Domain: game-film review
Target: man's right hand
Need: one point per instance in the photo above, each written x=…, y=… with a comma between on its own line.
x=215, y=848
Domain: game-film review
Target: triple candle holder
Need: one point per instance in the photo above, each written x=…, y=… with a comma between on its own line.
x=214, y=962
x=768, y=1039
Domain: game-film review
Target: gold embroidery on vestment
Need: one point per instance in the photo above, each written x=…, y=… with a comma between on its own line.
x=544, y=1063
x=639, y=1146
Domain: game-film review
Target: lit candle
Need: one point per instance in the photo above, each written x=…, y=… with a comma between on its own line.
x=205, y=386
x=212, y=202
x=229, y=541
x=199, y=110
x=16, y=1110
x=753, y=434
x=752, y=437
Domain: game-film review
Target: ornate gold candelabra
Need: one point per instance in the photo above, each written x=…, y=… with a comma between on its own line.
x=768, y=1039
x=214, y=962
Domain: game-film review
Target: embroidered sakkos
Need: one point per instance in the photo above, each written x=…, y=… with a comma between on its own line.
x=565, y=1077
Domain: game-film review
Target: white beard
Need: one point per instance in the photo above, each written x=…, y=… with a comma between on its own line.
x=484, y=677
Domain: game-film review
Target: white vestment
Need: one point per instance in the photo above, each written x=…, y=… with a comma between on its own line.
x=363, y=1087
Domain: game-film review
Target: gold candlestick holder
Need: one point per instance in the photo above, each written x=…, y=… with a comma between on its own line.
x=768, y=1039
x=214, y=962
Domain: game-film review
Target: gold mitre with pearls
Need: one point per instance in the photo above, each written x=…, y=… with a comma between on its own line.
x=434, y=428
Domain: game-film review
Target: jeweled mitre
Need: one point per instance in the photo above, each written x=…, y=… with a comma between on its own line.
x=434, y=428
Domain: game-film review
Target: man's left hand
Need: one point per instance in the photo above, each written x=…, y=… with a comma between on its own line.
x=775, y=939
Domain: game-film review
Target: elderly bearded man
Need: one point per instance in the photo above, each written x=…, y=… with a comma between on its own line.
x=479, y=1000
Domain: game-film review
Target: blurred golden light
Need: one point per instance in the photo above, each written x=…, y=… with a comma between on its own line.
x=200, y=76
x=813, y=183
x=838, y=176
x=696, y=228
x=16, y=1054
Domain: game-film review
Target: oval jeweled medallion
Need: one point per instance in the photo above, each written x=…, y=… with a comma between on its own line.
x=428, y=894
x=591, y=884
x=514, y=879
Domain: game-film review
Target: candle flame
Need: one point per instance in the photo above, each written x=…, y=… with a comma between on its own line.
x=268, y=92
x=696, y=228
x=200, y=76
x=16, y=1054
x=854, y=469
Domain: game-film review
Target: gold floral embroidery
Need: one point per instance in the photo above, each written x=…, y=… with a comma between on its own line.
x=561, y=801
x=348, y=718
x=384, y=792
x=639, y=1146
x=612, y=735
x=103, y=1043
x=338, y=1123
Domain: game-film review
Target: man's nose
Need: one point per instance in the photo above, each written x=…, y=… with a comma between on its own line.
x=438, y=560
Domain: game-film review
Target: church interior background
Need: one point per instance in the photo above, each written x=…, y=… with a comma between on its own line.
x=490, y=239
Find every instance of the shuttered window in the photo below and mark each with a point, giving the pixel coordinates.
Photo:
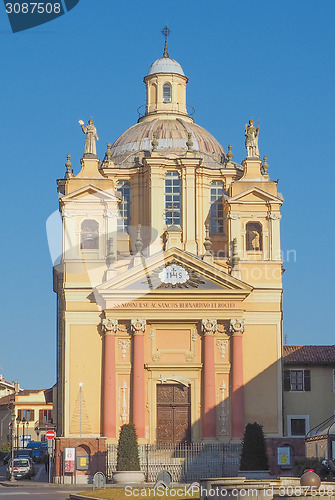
(297, 380)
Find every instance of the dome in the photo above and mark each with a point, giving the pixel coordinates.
(172, 135)
(166, 65)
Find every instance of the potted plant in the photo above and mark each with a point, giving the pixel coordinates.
(128, 462)
(254, 462)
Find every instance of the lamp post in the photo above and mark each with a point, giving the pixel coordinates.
(80, 400)
(18, 420)
(12, 446)
(23, 422)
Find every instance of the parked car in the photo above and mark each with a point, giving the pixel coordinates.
(38, 449)
(22, 468)
(24, 453)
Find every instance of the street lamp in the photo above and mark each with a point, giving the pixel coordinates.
(23, 422)
(18, 420)
(37, 430)
(80, 398)
(12, 478)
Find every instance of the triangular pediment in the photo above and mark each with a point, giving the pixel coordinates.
(198, 277)
(255, 194)
(90, 191)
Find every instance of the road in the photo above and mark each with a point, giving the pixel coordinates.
(38, 488)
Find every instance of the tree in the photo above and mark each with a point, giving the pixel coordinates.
(127, 450)
(254, 455)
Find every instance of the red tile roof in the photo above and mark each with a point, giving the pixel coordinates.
(7, 399)
(309, 354)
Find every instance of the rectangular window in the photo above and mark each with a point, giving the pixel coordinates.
(26, 415)
(216, 208)
(172, 199)
(45, 417)
(123, 222)
(297, 425)
(297, 380)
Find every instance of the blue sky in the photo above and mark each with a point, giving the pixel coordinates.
(272, 61)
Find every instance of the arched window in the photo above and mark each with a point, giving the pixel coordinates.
(172, 199)
(254, 236)
(89, 235)
(153, 94)
(180, 94)
(123, 221)
(216, 208)
(167, 92)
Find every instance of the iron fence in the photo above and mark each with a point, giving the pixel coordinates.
(186, 462)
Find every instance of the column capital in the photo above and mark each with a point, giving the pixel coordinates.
(236, 326)
(209, 326)
(138, 326)
(109, 325)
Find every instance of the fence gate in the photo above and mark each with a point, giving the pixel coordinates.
(187, 462)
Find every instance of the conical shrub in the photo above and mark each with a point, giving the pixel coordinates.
(127, 449)
(254, 455)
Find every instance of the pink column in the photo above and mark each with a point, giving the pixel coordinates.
(209, 404)
(138, 397)
(109, 394)
(237, 397)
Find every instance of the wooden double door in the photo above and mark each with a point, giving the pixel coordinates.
(173, 414)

- [EXERCISE OBJECTIVE] Copy out every one of the entries above word for word, without the pictures.

- [RESULT BELOW]
Domain: game-film review
Target: man's right hand
Need: one point per instance in the photo above, each written x=…, y=… with a comma between on its own line.
x=215, y=848
Domain: game-film review
Target: triple candle holder
Need: one point per instance in the photo above, each written x=…, y=… with a comma between on its own line.
x=214, y=962
x=768, y=1039
Domain: game-film review
Target: gold embroidery on vestment
Need: one point per instance in the photo above, each written x=…, y=… with a comma between on its own line.
x=544, y=1063
x=639, y=1146
Domain: game-film review
Target: lit candle
Need: one point per instance in the photo above, each written x=…, y=… with a comma between on its own line.
x=205, y=386
x=212, y=202
x=229, y=541
x=199, y=110
x=16, y=1110
x=753, y=434
x=752, y=437
Domain: game-film review
Target: ornate gold candelabra
Need: one point per instance in the photo above, each written x=…, y=… with a comma between on its own line.
x=768, y=1039
x=214, y=962
Domain: game-film review
Target: embroidered sakkos
Need: one point per instance in the photo above, each written x=…, y=… with a comma between on its own line.
x=565, y=1077
Domain: game-film review
Target: white beard
Need: one point per instance in the photo above, each written x=…, y=… with a comma between on its own line.
x=484, y=677
Domain: game-film review
Target: white vestment
Need: one point per instance in the photo above, each written x=…, y=… with a comma between on its own line.
x=363, y=1087
Domain: game-film review
Target: gold candlestick holder
Need: one point per instance in the photo above, each written x=…, y=… with a comma between on its own line.
x=768, y=1039
x=214, y=962
Domain: game-film review
Target: gold mitre with pearls
Need: one point per instance in the photo above, each written x=…, y=… with a comma between on its own line.
x=434, y=428
Domain: game-film review
Target: jeweled mitre
Need: one point per instance in the photo above, each written x=…, y=… with a comma between on its own line.
x=434, y=428
Domain: game-film review
Target: man's left hand
Need: one point per instance in the photo above, each written x=…, y=… with a comma between on its own line.
x=775, y=939
Domain: game-film review
Target: elderly bearded man
Need: one point per instance in the photo above, each written x=…, y=… with a comma between on its own line.
x=479, y=1000
Domain: game-film review
Target: blurred golden light
Need: one point per instance in the photo above, each written x=…, y=… with a comma between on its own line.
x=200, y=76
x=813, y=183
x=838, y=176
x=696, y=228
x=16, y=1054
Domain: game-film review
Target: oval jeweled medallion
Need: one point per instance in the photo above, each written x=…, y=… with a comma between on its own line.
x=428, y=894
x=591, y=884
x=514, y=879
Domain: game-film review
Target: candle flame
Need: one point per instance in the photo above, each written x=…, y=… with a comma between on its own line.
x=268, y=92
x=696, y=228
x=200, y=76
x=16, y=1054
x=854, y=469
Domain: game-film review
Target: gold floral embroidery
Need: one point per instance in the photo above, each written x=…, y=… with a comma between on its own line.
x=561, y=801
x=348, y=718
x=384, y=792
x=639, y=1146
x=612, y=735
x=103, y=1043
x=338, y=1123
Domain: game-film review
Target: man's nose
Need: one point per instance in the photo above, each written x=…, y=… with a comma between on its own line.
x=438, y=560
Domain: game-film review
Target: church interior background
Need: one point per instance in the photo above, each written x=…, y=… with a comma between on its own line.
x=490, y=239
Find every instance of the shuttered window in the photo below and mark each with a point, giving the pixel coordinates.
Photo:
(297, 380)
Find every instance of the dome in the photo above and mark each with a point, giving the pixel coordinates.
(172, 135)
(166, 65)
Find every instance of the potted plant in the photo above and mark each with a point, giving the pixel coordinates.
(128, 462)
(254, 462)
Find every instance of the lamp post in the photo above and mark each with a point, giving the pixel coordinates.
(80, 400)
(18, 420)
(12, 446)
(23, 422)
Find every instance of the parked car in the photo above and mark each with a point, giving the pixel coordinates.
(38, 449)
(22, 468)
(24, 453)
Find every instance of the street lamp in the photo above and mark each with a point, giving the pixel coordinates.
(23, 422)
(18, 420)
(37, 430)
(80, 398)
(12, 478)
Find every instance of the triangular pediment in the photo above and mark each with a point, giving the pixel coordinates.
(198, 277)
(255, 194)
(90, 191)
Find every instance of the road in the photo above and mark each with a point, giving the pixel coordinates.
(38, 488)
Find every instance of the tree in the photo above and mark each with a point, giving the pixel coordinates.
(127, 450)
(254, 455)
Find every instance of the red tile roof in the photo above and mark each with a point, giving the pixel coordinates.
(7, 399)
(309, 354)
Find every instance of the rectangular window in the photo above and mark each with a point, giving the pixel coordinates.
(26, 415)
(216, 208)
(172, 199)
(45, 417)
(123, 222)
(297, 425)
(297, 380)
Find every instance of the blue sky in the photo above and mark each with a point, giving the pixel coordinates.
(272, 61)
Find every instance of the arched window in the photo above and mark each with a point, giving the pixel coordinates.
(172, 199)
(254, 236)
(89, 235)
(153, 94)
(180, 94)
(123, 221)
(216, 208)
(167, 92)
Find every instance of the iron fence in the photo above and mark each with a point, giving the pixel coordinates.
(186, 462)
Find every instance of the column capital in the photo above and mark each with a point, giving the pixel coordinates.
(236, 326)
(209, 326)
(138, 326)
(109, 325)
Find every instance of the fence gate in the photo above and mark each with a point, giving the pixel coordinates.
(187, 462)
Find every instance of the conical shrub in the photo above and mark each with a point, giving the pixel coordinates.
(127, 449)
(254, 455)
Find every instance of the pink column in the photo above and mark each with a point, giving the pixel coordinates.
(209, 404)
(138, 397)
(109, 394)
(237, 397)
Find every instance of the wooden double door in the photo above and mark each with a point, giving the pixel coordinates.
(173, 414)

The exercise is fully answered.